> [Data in this exercise]
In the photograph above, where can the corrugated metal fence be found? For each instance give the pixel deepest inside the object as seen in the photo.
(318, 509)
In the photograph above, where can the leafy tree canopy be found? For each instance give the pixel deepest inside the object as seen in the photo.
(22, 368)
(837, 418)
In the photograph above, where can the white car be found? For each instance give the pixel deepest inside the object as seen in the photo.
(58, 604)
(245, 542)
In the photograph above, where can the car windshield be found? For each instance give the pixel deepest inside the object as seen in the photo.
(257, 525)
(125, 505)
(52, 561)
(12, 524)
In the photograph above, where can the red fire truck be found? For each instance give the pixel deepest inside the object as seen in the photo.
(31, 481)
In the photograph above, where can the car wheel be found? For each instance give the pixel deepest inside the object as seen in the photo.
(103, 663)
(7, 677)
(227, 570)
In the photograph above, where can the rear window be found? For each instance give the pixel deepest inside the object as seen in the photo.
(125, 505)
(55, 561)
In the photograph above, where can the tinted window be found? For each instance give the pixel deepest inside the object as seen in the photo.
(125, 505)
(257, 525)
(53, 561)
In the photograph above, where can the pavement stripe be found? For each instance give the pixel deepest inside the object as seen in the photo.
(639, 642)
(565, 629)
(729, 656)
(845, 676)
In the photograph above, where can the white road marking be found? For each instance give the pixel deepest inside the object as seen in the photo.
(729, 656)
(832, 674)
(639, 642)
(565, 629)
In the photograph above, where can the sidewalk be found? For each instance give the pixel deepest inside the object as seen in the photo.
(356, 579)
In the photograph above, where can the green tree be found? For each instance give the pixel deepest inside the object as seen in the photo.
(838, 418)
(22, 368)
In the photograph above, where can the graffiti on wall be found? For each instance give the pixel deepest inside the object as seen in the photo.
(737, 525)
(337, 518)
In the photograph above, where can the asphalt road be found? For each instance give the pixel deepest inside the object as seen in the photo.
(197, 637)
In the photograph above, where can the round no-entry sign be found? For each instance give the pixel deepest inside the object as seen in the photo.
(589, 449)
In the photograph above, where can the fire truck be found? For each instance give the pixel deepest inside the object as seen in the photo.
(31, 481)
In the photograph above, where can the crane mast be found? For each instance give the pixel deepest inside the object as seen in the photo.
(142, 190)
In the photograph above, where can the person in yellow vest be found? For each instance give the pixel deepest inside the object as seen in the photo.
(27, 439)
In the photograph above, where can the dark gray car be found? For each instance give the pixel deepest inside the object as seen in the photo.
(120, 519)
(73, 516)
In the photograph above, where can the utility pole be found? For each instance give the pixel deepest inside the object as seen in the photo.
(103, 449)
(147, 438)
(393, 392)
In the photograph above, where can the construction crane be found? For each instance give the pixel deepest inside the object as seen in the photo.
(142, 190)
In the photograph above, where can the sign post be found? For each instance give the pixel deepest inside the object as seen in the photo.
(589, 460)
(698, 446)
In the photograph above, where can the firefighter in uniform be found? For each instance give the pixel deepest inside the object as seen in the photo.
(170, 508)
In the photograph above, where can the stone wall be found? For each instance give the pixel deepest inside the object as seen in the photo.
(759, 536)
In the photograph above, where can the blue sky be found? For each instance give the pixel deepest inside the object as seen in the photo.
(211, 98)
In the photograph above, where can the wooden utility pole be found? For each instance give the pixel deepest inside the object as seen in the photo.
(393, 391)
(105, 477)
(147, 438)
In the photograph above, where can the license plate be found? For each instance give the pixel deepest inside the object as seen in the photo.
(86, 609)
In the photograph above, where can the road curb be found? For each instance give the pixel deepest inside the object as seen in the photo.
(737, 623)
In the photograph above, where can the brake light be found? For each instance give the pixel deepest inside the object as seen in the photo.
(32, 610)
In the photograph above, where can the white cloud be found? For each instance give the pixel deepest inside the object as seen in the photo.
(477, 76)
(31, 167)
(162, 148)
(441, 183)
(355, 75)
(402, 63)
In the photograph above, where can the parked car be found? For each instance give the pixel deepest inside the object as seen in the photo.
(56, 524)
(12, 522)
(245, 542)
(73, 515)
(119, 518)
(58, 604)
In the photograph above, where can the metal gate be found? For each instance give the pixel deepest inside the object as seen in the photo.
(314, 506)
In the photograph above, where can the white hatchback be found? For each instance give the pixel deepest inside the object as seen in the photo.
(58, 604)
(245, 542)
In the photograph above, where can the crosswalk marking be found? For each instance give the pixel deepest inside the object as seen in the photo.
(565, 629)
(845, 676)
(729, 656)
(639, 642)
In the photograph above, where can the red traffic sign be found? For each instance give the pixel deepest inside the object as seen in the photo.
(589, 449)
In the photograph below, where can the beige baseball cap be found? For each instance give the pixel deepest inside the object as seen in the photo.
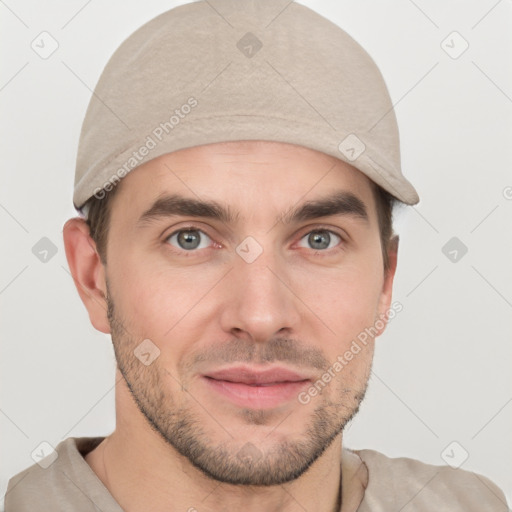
(227, 70)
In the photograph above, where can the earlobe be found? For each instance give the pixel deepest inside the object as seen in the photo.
(87, 270)
(387, 287)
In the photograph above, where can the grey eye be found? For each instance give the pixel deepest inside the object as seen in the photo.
(189, 239)
(321, 239)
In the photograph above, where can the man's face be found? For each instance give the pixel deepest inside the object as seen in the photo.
(245, 326)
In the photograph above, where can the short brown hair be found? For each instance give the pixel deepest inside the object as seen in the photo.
(99, 210)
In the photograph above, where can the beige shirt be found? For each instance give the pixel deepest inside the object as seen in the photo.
(370, 482)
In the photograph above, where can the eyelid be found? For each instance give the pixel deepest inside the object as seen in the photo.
(305, 231)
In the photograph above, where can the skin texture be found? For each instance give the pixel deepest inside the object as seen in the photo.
(178, 443)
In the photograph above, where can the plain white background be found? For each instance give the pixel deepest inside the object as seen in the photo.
(441, 370)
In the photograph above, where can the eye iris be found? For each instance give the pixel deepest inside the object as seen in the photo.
(189, 239)
(322, 238)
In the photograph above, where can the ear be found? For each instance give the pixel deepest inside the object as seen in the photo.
(87, 271)
(387, 287)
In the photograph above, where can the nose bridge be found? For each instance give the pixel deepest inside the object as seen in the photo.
(259, 302)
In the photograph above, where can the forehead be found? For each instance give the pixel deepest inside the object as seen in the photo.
(249, 176)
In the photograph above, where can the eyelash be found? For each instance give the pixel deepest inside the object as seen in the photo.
(329, 252)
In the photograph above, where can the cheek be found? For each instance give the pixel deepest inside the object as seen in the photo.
(345, 298)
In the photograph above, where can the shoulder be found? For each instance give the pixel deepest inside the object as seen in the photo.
(409, 484)
(54, 482)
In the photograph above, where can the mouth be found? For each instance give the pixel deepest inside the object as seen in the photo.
(257, 389)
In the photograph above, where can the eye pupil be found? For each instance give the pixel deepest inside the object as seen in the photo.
(322, 238)
(189, 239)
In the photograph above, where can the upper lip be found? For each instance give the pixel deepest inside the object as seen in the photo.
(247, 375)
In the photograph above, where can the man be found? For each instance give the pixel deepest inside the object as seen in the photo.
(237, 166)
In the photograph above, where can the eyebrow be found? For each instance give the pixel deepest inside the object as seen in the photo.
(338, 203)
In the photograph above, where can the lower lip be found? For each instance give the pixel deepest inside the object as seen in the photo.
(258, 397)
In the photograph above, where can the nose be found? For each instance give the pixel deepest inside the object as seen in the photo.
(260, 300)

> [Task brief] Write out every record above exactly as it stands, but leave out the pictures.

> [Result of this exercise]
In the photograph above, where can the corrugated metal fence be found? For each instance give the pixel deepest inside the object as seen in the photo.
(318, 509)
In the photograph above, where can the leafy tree canopy be found? For each instance give the pixel deepest inside the object as seen in the photo.
(22, 368)
(837, 418)
In the photograph above, where can the white car be found? For each instance give the pixel deepest inside the object as seen in the photo.
(58, 604)
(245, 542)
In the photograph above, where can the car windshield be found? For each instance give the pixel deepest inside the object as seen in the photo.
(257, 525)
(125, 505)
(52, 561)
(12, 524)
In the photograph above, where can the red fire truck be found? For each instance give the pixel deepest inside the object as seen in the photo.
(31, 481)
In the photograph above, where can the car wheel be found? For each instance give the pixel deepest inside the object as seen in the photo.
(103, 663)
(7, 677)
(227, 570)
In the photograph above, where can the rear window be found? For each instance give the pixel deepest inside the object as seen in the photo.
(125, 505)
(55, 561)
In the photograph above, where can the tinted window be found? For each instance give the pixel deepest inside the object as seen in the photo.
(125, 505)
(257, 525)
(53, 561)
In the photograph above, where can the pavement stripe be found? For each instance give the pixel deepest inside the object as seen in the photo.
(639, 642)
(565, 629)
(729, 656)
(845, 676)
In the photograph above, where can the white road marking be found? For each instance give the pixel deepest inside the object as seen in the photo.
(729, 656)
(832, 674)
(639, 642)
(565, 629)
In the photograph above, where can the sidewalk be found? For each instance give the pixel deepest inside the object as seen in the photo.
(356, 579)
In the photograph above, where can the green tree be found? For each instance give the pixel deepest inside the object as seen in the photo.
(838, 418)
(22, 368)
In the photograph above, where can the graffiti on wall be found? For each instance give the pixel deepest inside the object as seen in the photo.
(737, 525)
(337, 518)
In the photograph above, where can the asphalt road be found? For each instance give the pixel deepest inside the object as seen in the photo.
(197, 637)
In the photograph above, where can the round no-entry sign be found? For each instance give the pixel deepest inside the object as seen in the photo.
(589, 449)
In the photograph above, where can the fire truck be found? For each instance give the pixel deepest inside the object as seen in the photo.
(31, 481)
In the photograph above, where can the crane mast be found? For each instance give the pixel deepest inside the object as seen in the photo.
(142, 190)
In the photograph above, where can the person in yellow vest be found? For each instance give the pixel deepest inside the object as seen in the photo.
(27, 439)
In the photograph above, where can the dark gray car be found? For each instance give the pixel deepest inside the object as seen in the photo.
(120, 519)
(73, 516)
In the photograph above, where can the utility pole be found? For each instance give the pixel deepest inside the object as seen in the photo.
(103, 449)
(147, 438)
(393, 392)
In the photograph above, where can the construction crane be found? For each instance give the pixel deepest inside the object as seen in the photo.
(142, 190)
In the photograph above, where can the sign post be found? For each instance give the pixel deepest inside the object as seen in the photo.
(589, 460)
(698, 446)
In the photograph above, where can the firefighter in uniform be found? For each instance give the pixel deepest inside the object as seen in the photo.
(170, 508)
In the photograph above, where can the stone wall be found? For each instance give the pixel deepest inside the object as seen in the photo.
(759, 536)
In the photograph above, where can the blue sky be found? For each instance give the pixel deepest inside the object as seen in the photo.
(211, 98)
In the photograph above, where can the wooden utility pole be found? For each instance give the pixel deepest inside the object as seen in the photo.
(393, 391)
(105, 477)
(147, 438)
In the photograph above, where can the license plate be found? For each instance give the pixel deepest inside the object as seen in the photo.
(86, 609)
In the photograph above, where can the road curb be found? For each instance give the pixel deepest inside the object as seen in the photo.
(737, 623)
In the photograph above, where can the brake light be found? For each instance give the pixel deepest inside the object as seen in the photo.
(32, 610)
In the photograph above, where can the white cloud be found? For each instance give the pixel deepest inside the object as seen in the photo.
(477, 76)
(31, 167)
(162, 148)
(441, 183)
(355, 75)
(402, 63)
In the photograph above, where can the parked car be found? For each instance give the pixel deepest inside the object as seen in the photo.
(56, 524)
(12, 522)
(245, 542)
(73, 515)
(119, 518)
(58, 604)
In the photograph above, where can the metal gate be found? For each instance give the pixel deepest inside the object as seen in the photo.
(314, 506)
In the photograph above, where can the white hatchback be found? For each instance give the pixel deepest inside the object as seen in the photo.
(58, 604)
(245, 542)
In the photograph above, where can the crosswalk marking be found? For each instance give the pixel deepest inside the object as seen in the photo.
(565, 629)
(845, 676)
(729, 656)
(639, 642)
In the photograph above, where can the red traffic sign be found? For each instance give the pixel deepest inside the object as seen in the photo.
(589, 449)
In the photograph below, where can the beige baseball cap be found? For each instance give the pixel deepest inside the object as seen in the photo.
(227, 70)
In the photograph above, where can the earlobe be found? For each instance give the pixel deepest inside the object as seen in the photo.
(87, 270)
(387, 287)
In the photograph above, where can the grey eye be found? For each instance give the pixel deepest inside the object as seen in the photo.
(189, 239)
(321, 239)
In the photograph above, where can the man's face be found? For each instance give the pixel deepest inside the object as seen in the photo.
(245, 326)
In the photograph above, where can the short brown hair be found? For each instance give the pixel deepest inside the object as seen in the photo.
(99, 210)
In the photograph above, where can the beige shirt be found? For each instance give the pixel deepest inside the object as seen in the photo.
(370, 482)
In the photograph above, where can the eyelid be found? For each instance give the pixel deepest inside the object as seen in the photo.
(305, 231)
In the photograph above, where can the skin texture be found? For each instance give the pixel deepest inside the object as seen in the photo.
(178, 443)
In the photograph above, where can the plain white background be found? For each instance give the pixel deepest inside the object as seen in the photo.
(441, 370)
In the photograph above, where can the eye iris be found? For each instance give the pixel deepest inside the object as seen in the photo.
(189, 239)
(322, 238)
In the photograph above, where can the ear be found? For each instance give the pixel deepest inside the object as seen in the photo.
(87, 271)
(387, 287)
In the photograph above, where can the nose bridge be found? For each instance give the pixel deepest inside the object as seen in the photo.
(259, 302)
In the photograph above, where can the forehead be found? For each instance give the pixel deepest inside the object as seen in the photo.
(249, 176)
In the photograph above, where can the eyelash be found? For each instance give the pixel deepest inside the object as seen in the photo.
(329, 252)
In the photograph above, where can the cheek be found? For each instance give the pixel deepest inside the object as seen in the photo.
(345, 298)
In the photograph above, where can the shoulder be found? For each instance give the pixel deepest inside the object as seen in the photo.
(409, 484)
(54, 482)
In the photograph above, where can the mouth be found? For each instance give the pixel deepest inside the object as seen in the photo.
(257, 389)
In the photograph above, where can the eye pupil be found? For each instance give the pixel deepest inside the object as seen in the photo.
(322, 238)
(189, 239)
In the photograph above, where can the upper lip be found? For each instance give the pixel deepest inside the object as seen in the photo.
(247, 375)
In the photograph above, where can the man be found? For each instance give the pixel deepest inside the object as seen in the photo.
(237, 166)
In the photograph above, where can the eyebrow be found? For each instance give the pixel deepest inside the object as seen in the photo.
(338, 203)
In the photograph above, where can the lower lip be found? For each instance give the pixel deepest inside the object as seen in the photo.
(258, 397)
In the photograph above, where can the nose be found? For each instance give the pixel deepest inside the object as seen in the photo.
(260, 300)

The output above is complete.